[Rows from a pointing dataset]

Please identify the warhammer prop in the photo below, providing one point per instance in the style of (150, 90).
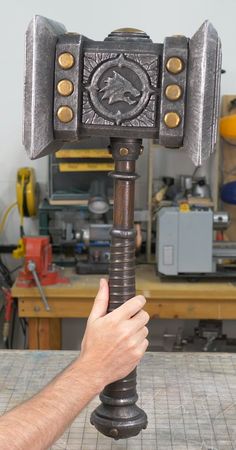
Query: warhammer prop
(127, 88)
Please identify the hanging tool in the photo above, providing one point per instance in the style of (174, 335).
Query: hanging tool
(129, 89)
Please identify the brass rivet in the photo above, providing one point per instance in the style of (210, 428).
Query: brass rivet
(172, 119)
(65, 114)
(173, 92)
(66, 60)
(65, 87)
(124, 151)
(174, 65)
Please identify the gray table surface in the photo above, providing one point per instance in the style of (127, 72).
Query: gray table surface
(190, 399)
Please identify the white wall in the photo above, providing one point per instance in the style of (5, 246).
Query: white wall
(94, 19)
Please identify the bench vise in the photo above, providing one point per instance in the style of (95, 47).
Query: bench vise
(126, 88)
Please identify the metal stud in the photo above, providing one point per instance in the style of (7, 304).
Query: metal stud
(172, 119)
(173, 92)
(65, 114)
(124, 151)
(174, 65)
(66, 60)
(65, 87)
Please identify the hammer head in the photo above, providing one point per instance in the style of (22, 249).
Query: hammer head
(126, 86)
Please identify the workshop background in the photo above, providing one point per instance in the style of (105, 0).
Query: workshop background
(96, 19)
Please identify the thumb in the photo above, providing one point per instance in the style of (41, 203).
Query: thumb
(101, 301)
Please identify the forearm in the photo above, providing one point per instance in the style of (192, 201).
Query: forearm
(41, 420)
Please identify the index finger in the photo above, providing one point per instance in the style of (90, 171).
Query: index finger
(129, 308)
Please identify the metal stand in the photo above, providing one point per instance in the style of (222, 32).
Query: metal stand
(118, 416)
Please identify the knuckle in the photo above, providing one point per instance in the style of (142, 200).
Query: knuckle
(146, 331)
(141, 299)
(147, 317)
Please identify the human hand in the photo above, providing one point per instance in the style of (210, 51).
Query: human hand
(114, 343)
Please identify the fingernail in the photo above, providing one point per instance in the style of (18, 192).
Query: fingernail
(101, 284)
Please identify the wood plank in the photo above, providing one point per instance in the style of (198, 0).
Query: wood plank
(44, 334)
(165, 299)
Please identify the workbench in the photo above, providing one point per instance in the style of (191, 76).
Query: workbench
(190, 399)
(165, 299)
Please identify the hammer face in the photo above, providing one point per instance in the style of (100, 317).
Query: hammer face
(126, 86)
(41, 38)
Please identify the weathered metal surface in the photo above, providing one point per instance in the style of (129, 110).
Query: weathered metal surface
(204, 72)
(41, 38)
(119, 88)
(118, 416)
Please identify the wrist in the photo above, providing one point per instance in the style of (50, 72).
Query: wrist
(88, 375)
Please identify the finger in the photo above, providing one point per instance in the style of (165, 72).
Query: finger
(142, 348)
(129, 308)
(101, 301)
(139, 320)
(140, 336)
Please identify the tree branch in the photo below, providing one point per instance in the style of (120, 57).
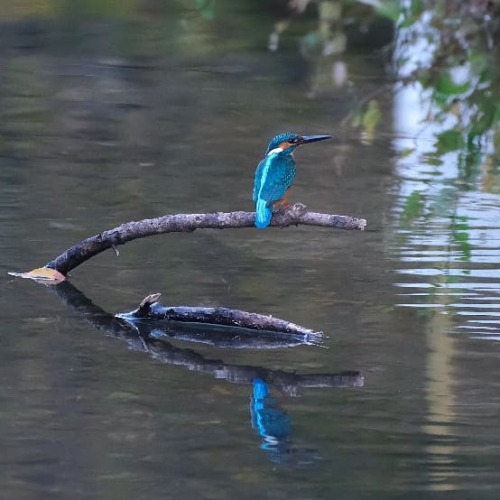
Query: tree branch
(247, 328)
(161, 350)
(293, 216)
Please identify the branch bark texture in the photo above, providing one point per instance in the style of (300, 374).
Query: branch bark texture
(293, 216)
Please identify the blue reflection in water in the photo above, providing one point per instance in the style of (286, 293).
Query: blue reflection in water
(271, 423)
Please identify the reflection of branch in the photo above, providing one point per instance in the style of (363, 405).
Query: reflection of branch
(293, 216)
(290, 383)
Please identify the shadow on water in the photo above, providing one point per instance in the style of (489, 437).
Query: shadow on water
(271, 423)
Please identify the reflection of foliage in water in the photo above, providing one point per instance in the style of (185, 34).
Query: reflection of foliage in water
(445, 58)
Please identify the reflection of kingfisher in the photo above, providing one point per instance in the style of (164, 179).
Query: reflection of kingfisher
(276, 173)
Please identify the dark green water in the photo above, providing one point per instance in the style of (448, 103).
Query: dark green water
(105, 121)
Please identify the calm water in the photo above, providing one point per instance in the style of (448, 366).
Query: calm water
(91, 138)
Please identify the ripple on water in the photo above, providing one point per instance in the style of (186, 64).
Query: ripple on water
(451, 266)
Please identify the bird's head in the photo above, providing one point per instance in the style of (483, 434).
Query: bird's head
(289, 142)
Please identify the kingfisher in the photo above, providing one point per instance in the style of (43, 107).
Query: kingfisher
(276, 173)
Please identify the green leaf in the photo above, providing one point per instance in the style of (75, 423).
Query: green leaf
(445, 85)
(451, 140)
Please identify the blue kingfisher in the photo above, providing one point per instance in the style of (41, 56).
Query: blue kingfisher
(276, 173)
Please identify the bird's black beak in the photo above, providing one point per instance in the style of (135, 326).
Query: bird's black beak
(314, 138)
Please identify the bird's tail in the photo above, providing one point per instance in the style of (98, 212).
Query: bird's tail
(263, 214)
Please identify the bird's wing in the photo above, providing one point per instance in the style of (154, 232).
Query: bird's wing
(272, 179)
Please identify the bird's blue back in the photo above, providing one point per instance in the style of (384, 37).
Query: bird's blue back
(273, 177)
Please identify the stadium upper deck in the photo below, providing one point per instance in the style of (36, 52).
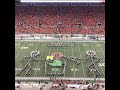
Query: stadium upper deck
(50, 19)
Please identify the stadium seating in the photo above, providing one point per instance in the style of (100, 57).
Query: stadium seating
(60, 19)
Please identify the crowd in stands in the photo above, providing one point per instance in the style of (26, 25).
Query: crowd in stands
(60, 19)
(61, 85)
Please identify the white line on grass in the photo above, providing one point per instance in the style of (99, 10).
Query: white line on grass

To be done: Copy the rows above again, beginning at the line that has "Please identify the green" and stopping after the last row, with the requests kept. Scale each answer coordinate by 0.65 and round to whole numbers, halves up, but leave the requests and their sample points as they are; omit the pictures.

Expected answer:
Please identify the green leaf in the photo above, providing one point per instance in the style of (75, 423).
Query: green leaf
(289, 55)
(293, 91)
Please identify the blue kingfisher in the photo above, providing one point per instance in the style of (41, 56).
Query: blue kingfisher
(179, 112)
Please identify the bird's black beak in the photo above, providing one point per instance in the style of (135, 326).
Query: bird's black beak
(204, 90)
Please identify the bird's tail in the photo above, providing one point per instance in the style of (98, 212).
Query: bird's tail
(171, 139)
Please identify the bird's wing in the photo above, providing one point per instance in the style of (154, 232).
Query: bird's wing
(177, 116)
Please identify the bird's blue back in the photo above, providing one point per instance in the style of (384, 37).
Query: bird's blue back
(177, 115)
Please identify the stadium upper deck in the photo below, providing one point per instance in the style of (36, 52).
Query: stadium upper deck
(33, 12)
Please identify the stadium seating in the photo above, providing one point per instance in the style of (100, 57).
Query: stadium seating
(39, 12)
Please identify the crowd in stands in the photo above, providing one point per instance in the style of (26, 25).
Query: crowd in stands
(39, 12)
(40, 55)
Please identify the white line on grass in the photo above, providing one point per instance in the style of (99, 10).
Query: white line on grass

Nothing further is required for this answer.